### WORK ITEM
Your answer must consist of exactly the lines below, starting with the line with "Target: weathered stone wall" and going on through the line with "Target: lens flare", and nothing else.

Source data:
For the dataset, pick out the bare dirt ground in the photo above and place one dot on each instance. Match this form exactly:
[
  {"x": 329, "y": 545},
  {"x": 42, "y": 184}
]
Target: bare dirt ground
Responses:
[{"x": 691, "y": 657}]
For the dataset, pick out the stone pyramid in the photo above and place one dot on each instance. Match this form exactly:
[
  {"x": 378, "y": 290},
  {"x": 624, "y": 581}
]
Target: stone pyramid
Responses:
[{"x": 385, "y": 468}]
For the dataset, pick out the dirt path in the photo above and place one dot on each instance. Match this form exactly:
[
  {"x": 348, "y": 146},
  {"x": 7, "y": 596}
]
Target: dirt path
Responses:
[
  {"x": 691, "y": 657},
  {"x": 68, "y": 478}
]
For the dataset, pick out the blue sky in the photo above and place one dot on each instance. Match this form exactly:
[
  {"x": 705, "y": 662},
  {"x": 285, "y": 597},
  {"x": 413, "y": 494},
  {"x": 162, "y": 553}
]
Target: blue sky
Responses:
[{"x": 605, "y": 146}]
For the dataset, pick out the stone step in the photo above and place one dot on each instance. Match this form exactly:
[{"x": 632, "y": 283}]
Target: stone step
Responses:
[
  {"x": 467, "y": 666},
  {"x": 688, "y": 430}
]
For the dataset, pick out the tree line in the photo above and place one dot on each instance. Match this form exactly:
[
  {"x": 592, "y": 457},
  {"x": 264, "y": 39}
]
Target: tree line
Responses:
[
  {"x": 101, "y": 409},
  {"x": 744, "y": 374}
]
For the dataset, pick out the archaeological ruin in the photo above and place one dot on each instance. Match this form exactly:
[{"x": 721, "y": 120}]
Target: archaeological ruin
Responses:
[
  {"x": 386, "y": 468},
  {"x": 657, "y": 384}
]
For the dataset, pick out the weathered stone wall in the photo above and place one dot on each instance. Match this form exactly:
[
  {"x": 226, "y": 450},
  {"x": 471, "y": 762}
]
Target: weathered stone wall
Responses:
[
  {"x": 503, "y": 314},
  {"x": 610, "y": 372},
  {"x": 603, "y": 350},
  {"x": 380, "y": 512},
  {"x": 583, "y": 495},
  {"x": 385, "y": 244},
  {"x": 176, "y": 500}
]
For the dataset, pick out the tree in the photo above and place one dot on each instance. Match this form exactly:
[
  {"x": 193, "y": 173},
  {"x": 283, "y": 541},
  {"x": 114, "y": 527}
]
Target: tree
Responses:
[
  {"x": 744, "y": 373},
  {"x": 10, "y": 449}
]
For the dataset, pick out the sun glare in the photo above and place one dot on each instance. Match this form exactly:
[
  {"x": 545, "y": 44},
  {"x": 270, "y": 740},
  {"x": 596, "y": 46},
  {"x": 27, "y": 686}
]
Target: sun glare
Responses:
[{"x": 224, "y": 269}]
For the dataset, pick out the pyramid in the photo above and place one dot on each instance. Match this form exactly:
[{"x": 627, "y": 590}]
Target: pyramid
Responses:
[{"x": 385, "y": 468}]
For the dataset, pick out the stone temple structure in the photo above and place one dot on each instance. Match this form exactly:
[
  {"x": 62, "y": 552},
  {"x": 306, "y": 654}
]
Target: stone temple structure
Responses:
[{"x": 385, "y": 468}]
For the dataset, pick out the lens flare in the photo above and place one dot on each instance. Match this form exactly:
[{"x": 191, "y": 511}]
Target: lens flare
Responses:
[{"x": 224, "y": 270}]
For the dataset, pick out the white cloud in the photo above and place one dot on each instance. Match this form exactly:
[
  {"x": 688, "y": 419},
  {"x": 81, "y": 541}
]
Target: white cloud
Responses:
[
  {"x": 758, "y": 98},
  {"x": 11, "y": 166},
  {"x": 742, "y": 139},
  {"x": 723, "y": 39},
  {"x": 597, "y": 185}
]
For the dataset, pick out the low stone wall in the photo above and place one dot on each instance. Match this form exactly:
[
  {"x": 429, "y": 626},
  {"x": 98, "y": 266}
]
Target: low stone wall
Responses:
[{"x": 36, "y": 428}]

### ANSWER SECTION
Target: weathered stone wall
Responses:
[
  {"x": 503, "y": 314},
  {"x": 610, "y": 372},
  {"x": 603, "y": 350},
  {"x": 380, "y": 512},
  {"x": 583, "y": 495},
  {"x": 385, "y": 244},
  {"x": 176, "y": 500}
]
For the dataset, pick out the tree in the photo above and place one dot on each instance. Match this form exactly:
[
  {"x": 193, "y": 173},
  {"x": 283, "y": 541},
  {"x": 114, "y": 527}
]
Target: tree
Responses:
[
  {"x": 744, "y": 373},
  {"x": 10, "y": 449}
]
For the dataset, pick out the sun glare in the photo above and place one dot on each instance. Match this form exactly:
[
  {"x": 545, "y": 44},
  {"x": 270, "y": 740},
  {"x": 596, "y": 46},
  {"x": 27, "y": 686}
]
Target: sun glare
Responses:
[{"x": 224, "y": 269}]
For the dataset, pick out the pyramid in the photo above and place one dot on each instance. Match this form exactly:
[{"x": 627, "y": 590}]
Target: pyramid
Responses:
[{"x": 385, "y": 468}]
For the dataset, pick out the stone temple structure in the photo above and place one dot on each instance. Match this form exactly:
[
  {"x": 62, "y": 552},
  {"x": 306, "y": 654}
]
Target: stone temple structure
Responses:
[{"x": 385, "y": 468}]
For the dataset, pick out the lens flare in the photo above and place one dot on each instance. Match this form exactly:
[{"x": 191, "y": 511}]
Target: lens flare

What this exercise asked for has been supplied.